# START OF DATASET RECORDS

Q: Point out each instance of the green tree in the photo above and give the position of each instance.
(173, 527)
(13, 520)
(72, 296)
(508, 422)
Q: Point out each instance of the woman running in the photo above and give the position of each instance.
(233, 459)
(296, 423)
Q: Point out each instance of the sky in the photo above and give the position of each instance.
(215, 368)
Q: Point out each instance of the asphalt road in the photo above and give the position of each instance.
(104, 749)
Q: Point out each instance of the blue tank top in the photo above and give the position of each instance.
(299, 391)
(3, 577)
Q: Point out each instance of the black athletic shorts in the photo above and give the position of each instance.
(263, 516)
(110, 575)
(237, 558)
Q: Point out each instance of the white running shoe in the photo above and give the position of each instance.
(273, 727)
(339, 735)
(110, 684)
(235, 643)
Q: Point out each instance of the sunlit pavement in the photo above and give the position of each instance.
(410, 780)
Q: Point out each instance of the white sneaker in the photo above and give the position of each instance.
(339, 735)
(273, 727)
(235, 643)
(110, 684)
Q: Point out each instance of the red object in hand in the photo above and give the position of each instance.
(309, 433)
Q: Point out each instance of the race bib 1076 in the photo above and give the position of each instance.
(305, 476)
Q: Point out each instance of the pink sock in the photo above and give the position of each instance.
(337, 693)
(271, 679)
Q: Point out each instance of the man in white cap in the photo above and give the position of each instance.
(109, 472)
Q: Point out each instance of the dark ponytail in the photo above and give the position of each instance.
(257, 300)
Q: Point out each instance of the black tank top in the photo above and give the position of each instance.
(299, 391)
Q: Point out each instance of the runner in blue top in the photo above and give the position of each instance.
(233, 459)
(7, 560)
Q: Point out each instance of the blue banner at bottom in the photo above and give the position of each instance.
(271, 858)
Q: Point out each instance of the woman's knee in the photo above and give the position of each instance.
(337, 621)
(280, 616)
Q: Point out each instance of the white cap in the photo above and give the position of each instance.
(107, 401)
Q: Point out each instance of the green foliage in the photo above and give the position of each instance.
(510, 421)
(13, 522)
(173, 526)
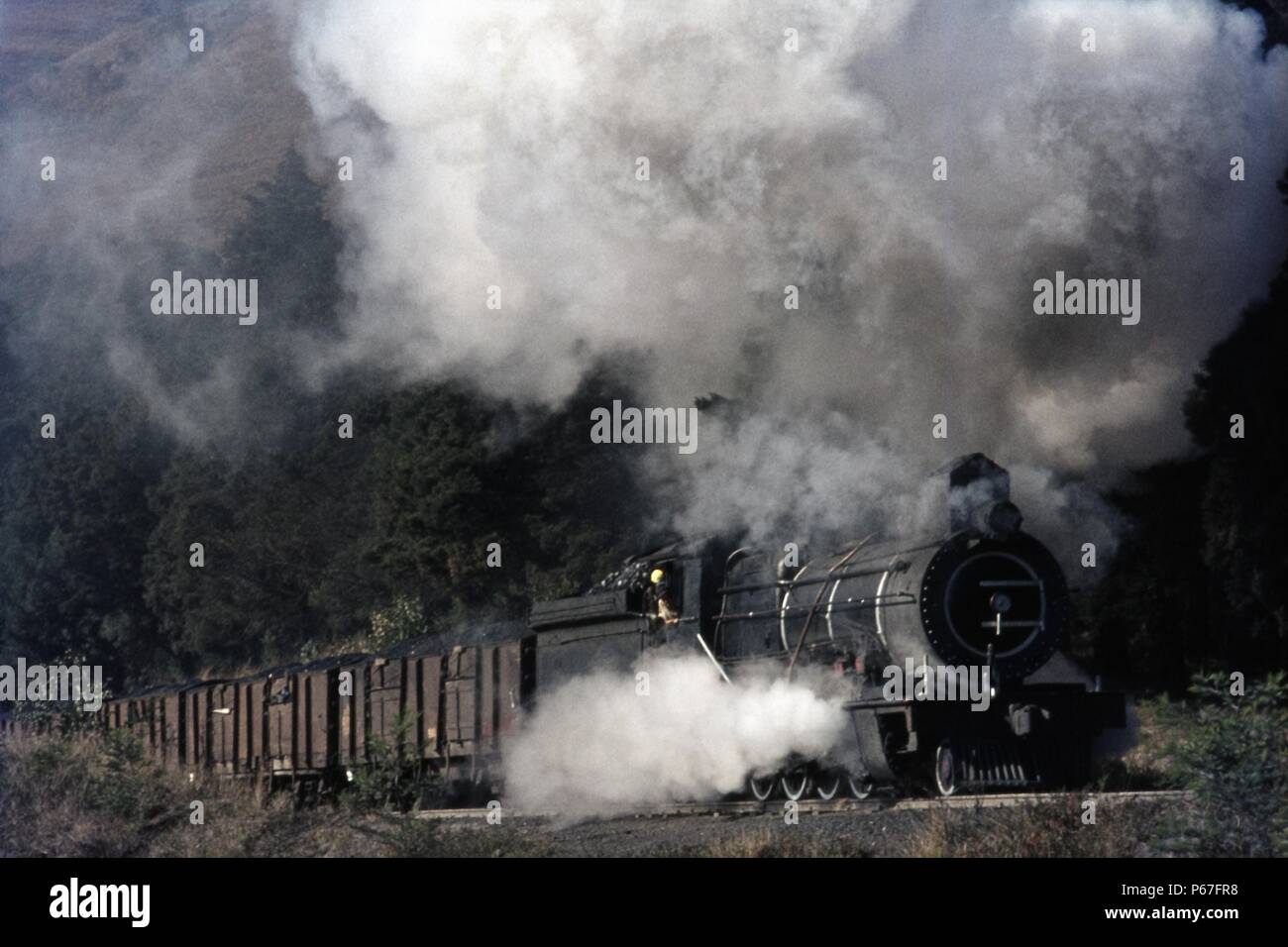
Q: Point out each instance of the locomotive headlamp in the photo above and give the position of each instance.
(997, 519)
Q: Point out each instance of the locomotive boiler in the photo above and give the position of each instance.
(947, 650)
(944, 654)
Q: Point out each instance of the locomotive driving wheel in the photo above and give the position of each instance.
(798, 784)
(761, 788)
(945, 770)
(828, 785)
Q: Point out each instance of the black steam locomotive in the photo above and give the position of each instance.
(983, 609)
(943, 648)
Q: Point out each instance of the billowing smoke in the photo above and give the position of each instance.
(674, 731)
(501, 149)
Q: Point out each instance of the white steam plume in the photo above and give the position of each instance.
(497, 145)
(597, 744)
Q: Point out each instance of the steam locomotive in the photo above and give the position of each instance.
(984, 605)
(982, 609)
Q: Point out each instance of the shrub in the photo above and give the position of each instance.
(1232, 751)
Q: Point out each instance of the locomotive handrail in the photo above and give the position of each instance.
(794, 583)
(900, 598)
(809, 618)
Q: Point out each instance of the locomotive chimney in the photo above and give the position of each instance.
(979, 497)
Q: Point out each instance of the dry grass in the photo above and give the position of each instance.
(1046, 830)
(103, 797)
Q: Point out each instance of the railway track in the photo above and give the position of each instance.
(818, 806)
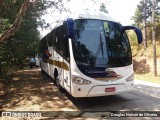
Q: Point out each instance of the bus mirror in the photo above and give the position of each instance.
(136, 30)
(70, 28)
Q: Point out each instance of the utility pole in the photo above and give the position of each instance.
(154, 38)
(144, 25)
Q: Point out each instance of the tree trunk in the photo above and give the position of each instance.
(14, 27)
(154, 38)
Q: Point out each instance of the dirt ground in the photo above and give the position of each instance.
(30, 91)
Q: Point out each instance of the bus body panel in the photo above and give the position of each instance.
(69, 69)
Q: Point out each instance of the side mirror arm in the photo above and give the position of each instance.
(136, 30)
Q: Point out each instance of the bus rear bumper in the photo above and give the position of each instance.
(107, 90)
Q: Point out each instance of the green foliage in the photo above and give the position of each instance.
(103, 8)
(138, 16)
(26, 40)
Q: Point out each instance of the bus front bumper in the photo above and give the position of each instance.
(108, 90)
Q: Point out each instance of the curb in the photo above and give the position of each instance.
(136, 81)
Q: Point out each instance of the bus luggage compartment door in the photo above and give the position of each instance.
(104, 90)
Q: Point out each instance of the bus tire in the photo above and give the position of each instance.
(57, 81)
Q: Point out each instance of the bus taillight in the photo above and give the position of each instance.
(111, 89)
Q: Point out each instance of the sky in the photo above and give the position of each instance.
(121, 10)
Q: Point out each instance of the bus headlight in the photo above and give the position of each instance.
(130, 78)
(80, 81)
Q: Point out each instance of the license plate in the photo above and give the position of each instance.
(111, 89)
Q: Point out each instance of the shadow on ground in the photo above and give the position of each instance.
(141, 66)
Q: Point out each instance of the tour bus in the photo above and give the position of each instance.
(89, 54)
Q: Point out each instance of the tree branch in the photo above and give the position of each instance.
(15, 26)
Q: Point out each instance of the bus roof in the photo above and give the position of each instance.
(87, 14)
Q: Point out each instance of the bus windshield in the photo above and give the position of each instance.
(101, 43)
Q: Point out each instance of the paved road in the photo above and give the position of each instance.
(33, 90)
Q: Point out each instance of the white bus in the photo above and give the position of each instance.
(89, 55)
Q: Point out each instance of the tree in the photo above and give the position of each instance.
(103, 8)
(14, 27)
(138, 16)
(19, 36)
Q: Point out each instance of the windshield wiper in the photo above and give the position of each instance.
(100, 46)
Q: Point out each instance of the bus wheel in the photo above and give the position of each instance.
(58, 84)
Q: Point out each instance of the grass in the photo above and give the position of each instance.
(149, 77)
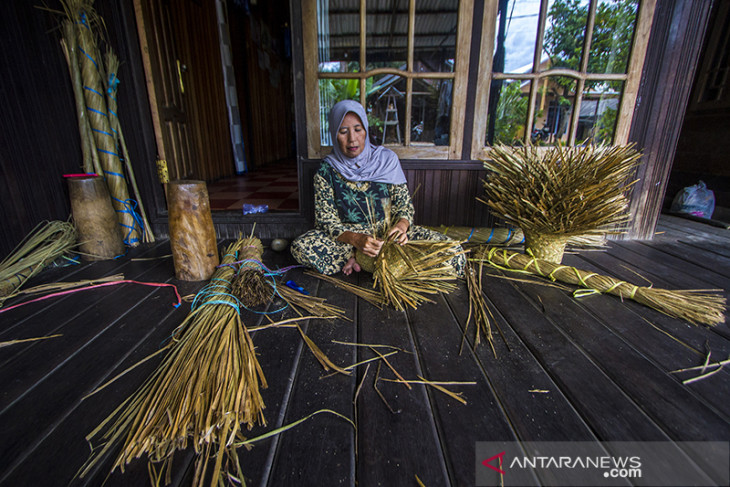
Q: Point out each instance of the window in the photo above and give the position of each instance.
(406, 61)
(559, 71)
(550, 71)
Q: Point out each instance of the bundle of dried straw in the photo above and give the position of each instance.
(404, 274)
(694, 306)
(205, 388)
(99, 135)
(558, 192)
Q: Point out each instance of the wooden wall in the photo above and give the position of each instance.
(671, 60)
(704, 145)
(39, 139)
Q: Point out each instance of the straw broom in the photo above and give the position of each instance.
(205, 388)
(81, 13)
(44, 244)
(252, 288)
(696, 307)
(403, 274)
(559, 192)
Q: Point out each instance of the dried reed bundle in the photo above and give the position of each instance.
(310, 304)
(694, 306)
(249, 284)
(559, 192)
(477, 306)
(44, 244)
(508, 236)
(111, 61)
(84, 20)
(205, 388)
(70, 51)
(404, 273)
(372, 297)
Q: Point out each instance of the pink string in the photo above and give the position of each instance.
(95, 286)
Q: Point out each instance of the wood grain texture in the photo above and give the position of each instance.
(192, 235)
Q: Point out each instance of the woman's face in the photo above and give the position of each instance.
(351, 135)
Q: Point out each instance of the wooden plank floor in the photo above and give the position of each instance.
(565, 370)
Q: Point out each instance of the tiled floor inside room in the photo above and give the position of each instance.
(275, 186)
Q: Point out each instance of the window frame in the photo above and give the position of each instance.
(315, 150)
(631, 79)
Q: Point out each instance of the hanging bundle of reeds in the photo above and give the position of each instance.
(558, 192)
(200, 395)
(88, 69)
(44, 244)
(111, 61)
(694, 306)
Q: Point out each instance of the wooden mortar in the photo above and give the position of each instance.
(192, 235)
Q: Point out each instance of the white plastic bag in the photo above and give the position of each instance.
(696, 200)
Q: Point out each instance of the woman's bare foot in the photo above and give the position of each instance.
(350, 266)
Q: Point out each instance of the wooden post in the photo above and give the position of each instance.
(192, 235)
(95, 219)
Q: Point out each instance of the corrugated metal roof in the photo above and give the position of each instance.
(387, 25)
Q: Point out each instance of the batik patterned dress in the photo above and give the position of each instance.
(341, 206)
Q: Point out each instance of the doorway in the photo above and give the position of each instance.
(220, 86)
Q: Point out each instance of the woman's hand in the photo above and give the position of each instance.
(399, 232)
(368, 245)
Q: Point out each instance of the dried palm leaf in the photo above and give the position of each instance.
(44, 244)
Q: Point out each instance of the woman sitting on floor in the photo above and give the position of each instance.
(351, 189)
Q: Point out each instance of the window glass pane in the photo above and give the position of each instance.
(598, 110)
(386, 106)
(612, 35)
(507, 112)
(338, 36)
(431, 111)
(387, 34)
(330, 92)
(565, 33)
(553, 107)
(434, 36)
(516, 32)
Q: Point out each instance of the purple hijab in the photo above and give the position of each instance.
(375, 163)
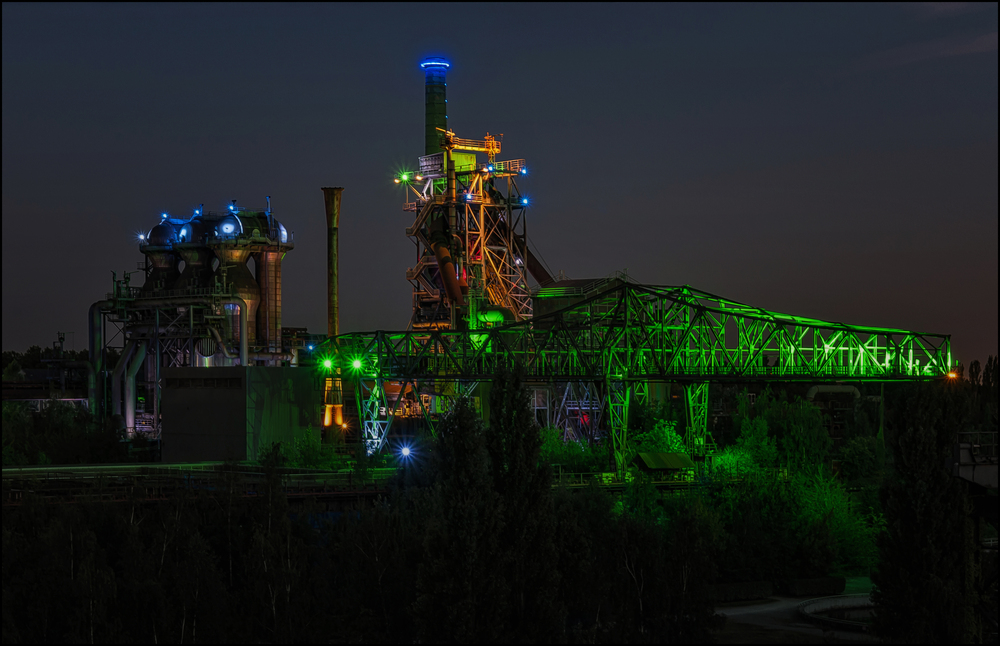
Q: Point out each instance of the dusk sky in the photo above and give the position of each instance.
(831, 161)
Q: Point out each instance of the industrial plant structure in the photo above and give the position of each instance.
(200, 306)
(204, 328)
(589, 348)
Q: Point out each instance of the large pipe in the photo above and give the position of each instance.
(133, 369)
(116, 378)
(435, 103)
(333, 400)
(95, 387)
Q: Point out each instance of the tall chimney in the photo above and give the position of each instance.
(332, 198)
(435, 103)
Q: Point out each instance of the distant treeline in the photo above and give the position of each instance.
(473, 544)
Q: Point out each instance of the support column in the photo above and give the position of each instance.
(619, 393)
(697, 439)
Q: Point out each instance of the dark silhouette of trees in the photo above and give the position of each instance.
(925, 581)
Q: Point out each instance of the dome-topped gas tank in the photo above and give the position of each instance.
(196, 255)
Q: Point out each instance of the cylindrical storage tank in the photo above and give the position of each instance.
(158, 247)
(197, 257)
(205, 350)
(236, 278)
(435, 102)
(269, 281)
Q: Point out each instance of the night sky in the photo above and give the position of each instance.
(831, 161)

# END OF DATASET RECORDS

▸ JOB
Extract, verbatim, the lines from the one containing "Q: Point out each instance of the large" through the last line of the listing above.

▸ EXPECTED OUTPUT
Q: Point out each instance of the large pipe in the photo above and give the position of each instance.
(133, 369)
(116, 378)
(435, 103)
(333, 400)
(95, 387)
Q: Point out each instance of the tall chimney in the photo above and give the position of each instance.
(332, 198)
(435, 103)
Q: Point out each instance of the distant treeline in the photo above and give the position of each instance.
(473, 544)
Q: Point out each instance of the support column in the photo above and give the position of each instance.
(619, 393)
(697, 439)
Q: Point out each instance of the dark silhouette of trees in the photo above and give the position of each instance.
(925, 581)
Q: Point out each instance of the dome-topped gas tank in the photo above and give the position of each instance.
(196, 255)
Q: Point out each instance of the cylindrical storage tank in the photo above and give the position of each instance.
(158, 247)
(197, 257)
(205, 350)
(236, 278)
(435, 102)
(269, 281)
Q: Point out each instance of the night sky in the photo above and give the position of each instance.
(831, 161)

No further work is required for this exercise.